Items from a data source

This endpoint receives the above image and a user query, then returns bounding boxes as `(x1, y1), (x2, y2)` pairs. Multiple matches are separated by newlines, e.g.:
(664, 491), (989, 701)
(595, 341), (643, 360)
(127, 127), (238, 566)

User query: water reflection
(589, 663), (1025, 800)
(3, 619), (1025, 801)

### Exercise aim
Each of the records should be written out precisely as given.

### Response to the exercise
This endpoint receives the above image and a user query, then returns bounding boxes as `(x1, y1), (x2, y2)` pairs. Multiple matches are separated by newlines, e.g.:
(664, 491), (989, 701)
(595, 341), (643, 360)
(127, 127), (238, 566)

User query: water reflection
(589, 663), (1025, 800)
(3, 619), (1025, 801)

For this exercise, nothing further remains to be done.